## What is needed
Only the lines from the one containing "lattice in this photo on that basis." through the final line of the material below should be output, exactly as they stand.
##############################
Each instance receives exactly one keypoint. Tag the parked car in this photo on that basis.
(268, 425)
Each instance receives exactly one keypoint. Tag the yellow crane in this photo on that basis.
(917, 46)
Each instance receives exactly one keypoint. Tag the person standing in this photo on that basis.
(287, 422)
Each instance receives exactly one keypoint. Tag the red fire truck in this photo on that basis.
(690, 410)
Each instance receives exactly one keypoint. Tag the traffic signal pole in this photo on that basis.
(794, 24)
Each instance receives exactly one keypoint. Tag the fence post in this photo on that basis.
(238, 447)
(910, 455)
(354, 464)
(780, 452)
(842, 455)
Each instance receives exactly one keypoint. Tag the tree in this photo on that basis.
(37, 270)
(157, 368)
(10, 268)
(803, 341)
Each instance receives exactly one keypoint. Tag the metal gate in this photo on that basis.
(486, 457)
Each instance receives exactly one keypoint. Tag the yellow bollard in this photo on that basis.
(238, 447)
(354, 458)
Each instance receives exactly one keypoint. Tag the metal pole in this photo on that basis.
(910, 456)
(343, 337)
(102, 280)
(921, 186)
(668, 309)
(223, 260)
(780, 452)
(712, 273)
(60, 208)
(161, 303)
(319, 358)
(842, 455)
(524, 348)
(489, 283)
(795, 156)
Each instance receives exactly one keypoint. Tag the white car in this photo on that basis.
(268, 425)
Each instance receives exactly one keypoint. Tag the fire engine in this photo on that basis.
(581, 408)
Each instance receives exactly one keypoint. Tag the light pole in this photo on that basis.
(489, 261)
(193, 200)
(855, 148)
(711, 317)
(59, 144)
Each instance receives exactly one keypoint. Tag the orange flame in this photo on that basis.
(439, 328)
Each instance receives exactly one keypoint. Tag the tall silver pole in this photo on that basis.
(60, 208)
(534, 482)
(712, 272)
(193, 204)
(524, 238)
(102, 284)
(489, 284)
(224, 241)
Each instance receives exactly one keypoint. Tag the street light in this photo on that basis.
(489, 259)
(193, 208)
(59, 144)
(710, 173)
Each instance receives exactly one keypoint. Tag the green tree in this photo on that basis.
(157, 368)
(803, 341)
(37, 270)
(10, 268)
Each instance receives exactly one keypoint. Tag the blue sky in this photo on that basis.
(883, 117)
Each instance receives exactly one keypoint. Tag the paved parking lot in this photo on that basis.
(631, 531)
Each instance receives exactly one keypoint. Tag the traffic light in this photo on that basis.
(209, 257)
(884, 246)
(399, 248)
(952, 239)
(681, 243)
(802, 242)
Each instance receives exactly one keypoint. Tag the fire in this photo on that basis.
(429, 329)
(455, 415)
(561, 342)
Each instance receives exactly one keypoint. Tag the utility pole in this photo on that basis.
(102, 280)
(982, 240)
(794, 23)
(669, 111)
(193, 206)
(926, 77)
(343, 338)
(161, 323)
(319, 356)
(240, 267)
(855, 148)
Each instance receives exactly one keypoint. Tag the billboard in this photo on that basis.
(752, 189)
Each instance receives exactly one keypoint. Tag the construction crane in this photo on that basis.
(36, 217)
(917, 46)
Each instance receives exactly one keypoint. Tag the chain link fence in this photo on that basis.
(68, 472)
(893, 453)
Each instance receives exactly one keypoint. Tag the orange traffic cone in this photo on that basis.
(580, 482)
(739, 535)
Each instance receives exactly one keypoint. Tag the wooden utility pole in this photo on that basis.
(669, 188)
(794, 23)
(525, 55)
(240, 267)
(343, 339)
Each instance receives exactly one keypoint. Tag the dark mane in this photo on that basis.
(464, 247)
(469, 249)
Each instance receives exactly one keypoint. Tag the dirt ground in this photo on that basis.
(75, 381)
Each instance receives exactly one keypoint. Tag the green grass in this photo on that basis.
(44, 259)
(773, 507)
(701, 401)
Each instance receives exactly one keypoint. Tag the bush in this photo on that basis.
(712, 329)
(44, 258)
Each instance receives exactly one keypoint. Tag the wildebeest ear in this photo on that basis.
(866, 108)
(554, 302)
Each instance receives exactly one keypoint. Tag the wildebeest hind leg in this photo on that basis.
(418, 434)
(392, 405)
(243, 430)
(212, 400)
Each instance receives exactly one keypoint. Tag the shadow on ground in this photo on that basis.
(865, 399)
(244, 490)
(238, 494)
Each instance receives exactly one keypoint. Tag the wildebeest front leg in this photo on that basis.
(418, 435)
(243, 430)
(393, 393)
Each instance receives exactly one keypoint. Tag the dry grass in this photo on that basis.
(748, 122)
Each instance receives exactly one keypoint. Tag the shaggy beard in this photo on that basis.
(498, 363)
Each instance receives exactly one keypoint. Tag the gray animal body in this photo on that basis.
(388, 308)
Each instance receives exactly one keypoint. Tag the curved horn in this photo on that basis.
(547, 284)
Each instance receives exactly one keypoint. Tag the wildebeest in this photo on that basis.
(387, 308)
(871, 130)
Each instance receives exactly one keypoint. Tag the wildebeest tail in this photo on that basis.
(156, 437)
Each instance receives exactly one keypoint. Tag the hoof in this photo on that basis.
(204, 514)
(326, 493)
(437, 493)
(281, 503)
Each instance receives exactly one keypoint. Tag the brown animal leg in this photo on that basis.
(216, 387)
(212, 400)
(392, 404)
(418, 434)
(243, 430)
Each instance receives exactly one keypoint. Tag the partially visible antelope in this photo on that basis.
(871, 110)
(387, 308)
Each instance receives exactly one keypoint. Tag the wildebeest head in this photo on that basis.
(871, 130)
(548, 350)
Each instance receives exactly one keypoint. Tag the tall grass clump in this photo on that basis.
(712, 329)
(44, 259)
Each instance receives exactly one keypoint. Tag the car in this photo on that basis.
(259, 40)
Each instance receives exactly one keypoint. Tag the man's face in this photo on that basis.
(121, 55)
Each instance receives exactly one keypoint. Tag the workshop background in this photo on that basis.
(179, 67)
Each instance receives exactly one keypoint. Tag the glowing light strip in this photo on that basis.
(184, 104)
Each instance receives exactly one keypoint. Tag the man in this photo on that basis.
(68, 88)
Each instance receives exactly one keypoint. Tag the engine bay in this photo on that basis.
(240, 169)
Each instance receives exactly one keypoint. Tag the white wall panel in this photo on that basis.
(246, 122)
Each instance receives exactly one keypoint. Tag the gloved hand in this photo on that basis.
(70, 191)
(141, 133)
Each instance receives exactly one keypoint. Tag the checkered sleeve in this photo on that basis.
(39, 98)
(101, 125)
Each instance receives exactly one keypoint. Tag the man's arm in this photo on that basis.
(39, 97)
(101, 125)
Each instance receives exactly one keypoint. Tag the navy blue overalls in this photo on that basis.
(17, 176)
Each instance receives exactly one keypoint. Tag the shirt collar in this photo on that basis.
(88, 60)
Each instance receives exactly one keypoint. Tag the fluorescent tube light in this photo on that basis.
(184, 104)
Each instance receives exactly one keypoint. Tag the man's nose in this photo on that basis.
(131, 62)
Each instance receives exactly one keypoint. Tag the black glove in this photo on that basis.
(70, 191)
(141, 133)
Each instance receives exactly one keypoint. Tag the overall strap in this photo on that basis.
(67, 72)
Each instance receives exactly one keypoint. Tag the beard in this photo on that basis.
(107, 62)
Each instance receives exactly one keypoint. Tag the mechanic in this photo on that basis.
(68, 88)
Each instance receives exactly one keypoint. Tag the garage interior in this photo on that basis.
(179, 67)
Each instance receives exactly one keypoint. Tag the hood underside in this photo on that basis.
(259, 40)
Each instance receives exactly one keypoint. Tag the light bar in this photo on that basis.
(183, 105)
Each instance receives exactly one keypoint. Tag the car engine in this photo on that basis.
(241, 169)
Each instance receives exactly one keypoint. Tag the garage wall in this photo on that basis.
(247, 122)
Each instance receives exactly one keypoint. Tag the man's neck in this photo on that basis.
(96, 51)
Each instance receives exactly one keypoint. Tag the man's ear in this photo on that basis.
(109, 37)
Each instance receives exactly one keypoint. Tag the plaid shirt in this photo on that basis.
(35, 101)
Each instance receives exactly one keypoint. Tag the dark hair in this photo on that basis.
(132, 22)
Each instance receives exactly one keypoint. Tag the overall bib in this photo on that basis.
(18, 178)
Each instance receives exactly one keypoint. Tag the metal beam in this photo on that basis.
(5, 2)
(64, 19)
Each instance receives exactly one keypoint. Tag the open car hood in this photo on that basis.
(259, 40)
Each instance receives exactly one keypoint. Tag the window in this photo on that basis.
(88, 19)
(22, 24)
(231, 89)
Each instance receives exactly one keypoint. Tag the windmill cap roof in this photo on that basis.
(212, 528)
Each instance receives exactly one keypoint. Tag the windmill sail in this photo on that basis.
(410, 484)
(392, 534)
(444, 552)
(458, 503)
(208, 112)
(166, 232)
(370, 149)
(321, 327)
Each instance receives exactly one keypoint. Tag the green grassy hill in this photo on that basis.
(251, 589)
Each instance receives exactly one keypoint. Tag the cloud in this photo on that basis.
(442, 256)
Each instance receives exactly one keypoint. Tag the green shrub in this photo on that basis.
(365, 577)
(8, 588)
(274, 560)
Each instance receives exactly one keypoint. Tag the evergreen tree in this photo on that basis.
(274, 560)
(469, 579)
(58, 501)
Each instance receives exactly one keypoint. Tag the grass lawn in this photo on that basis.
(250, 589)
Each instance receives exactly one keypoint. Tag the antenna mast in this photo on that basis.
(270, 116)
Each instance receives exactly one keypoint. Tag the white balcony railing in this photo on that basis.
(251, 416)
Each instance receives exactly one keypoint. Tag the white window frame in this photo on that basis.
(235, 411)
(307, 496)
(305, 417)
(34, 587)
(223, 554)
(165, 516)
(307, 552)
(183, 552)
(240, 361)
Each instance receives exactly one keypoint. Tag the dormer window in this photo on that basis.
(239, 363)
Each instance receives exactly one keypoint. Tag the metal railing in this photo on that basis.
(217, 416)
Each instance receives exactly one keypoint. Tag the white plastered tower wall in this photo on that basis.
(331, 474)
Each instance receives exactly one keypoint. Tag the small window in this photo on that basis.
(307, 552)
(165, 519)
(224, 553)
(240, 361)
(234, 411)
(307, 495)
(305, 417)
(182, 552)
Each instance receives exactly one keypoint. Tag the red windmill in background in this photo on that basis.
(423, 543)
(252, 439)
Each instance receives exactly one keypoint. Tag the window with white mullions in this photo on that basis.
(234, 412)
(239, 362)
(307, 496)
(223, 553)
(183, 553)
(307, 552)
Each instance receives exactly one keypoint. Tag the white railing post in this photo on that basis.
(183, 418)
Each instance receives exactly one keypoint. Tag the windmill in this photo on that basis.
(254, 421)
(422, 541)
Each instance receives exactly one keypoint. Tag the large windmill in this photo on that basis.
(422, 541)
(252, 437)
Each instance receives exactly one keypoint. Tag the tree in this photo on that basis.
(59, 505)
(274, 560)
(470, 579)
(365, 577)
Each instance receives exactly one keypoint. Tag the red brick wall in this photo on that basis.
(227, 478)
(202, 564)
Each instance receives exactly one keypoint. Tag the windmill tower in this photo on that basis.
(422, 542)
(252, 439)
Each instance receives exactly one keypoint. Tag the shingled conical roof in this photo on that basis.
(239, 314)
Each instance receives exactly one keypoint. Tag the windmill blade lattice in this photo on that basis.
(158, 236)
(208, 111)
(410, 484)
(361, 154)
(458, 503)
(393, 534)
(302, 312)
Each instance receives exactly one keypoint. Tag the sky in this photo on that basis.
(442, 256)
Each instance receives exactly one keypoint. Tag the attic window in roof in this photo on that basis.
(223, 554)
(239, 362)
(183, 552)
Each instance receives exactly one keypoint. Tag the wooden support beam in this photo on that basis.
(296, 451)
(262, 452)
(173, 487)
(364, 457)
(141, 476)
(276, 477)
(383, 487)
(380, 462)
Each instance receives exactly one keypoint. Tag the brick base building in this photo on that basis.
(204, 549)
##############################
## Exercise result
Each instance receives exactly one keypoint. Tag the windmill blade lattice in this photo on that basis.
(158, 236)
(208, 111)
(410, 484)
(361, 154)
(458, 503)
(393, 534)
(302, 312)
Each instance receives exactly one keypoint. Tag the sky in this photo on that basis.
(442, 256)
Each instance receives exactly one keypoint. Tag the attic window in roof in this photo on that basis.
(223, 554)
(239, 362)
(183, 552)
Each instance receives exactly one keypoint. Tag the wooden support beam in this photo on that basis.
(296, 451)
(262, 452)
(173, 487)
(364, 457)
(141, 476)
(276, 477)
(383, 487)
(380, 462)
Each instance receives exactly one keypoint. Tag the brick base building in this photo on that basis.
(204, 549)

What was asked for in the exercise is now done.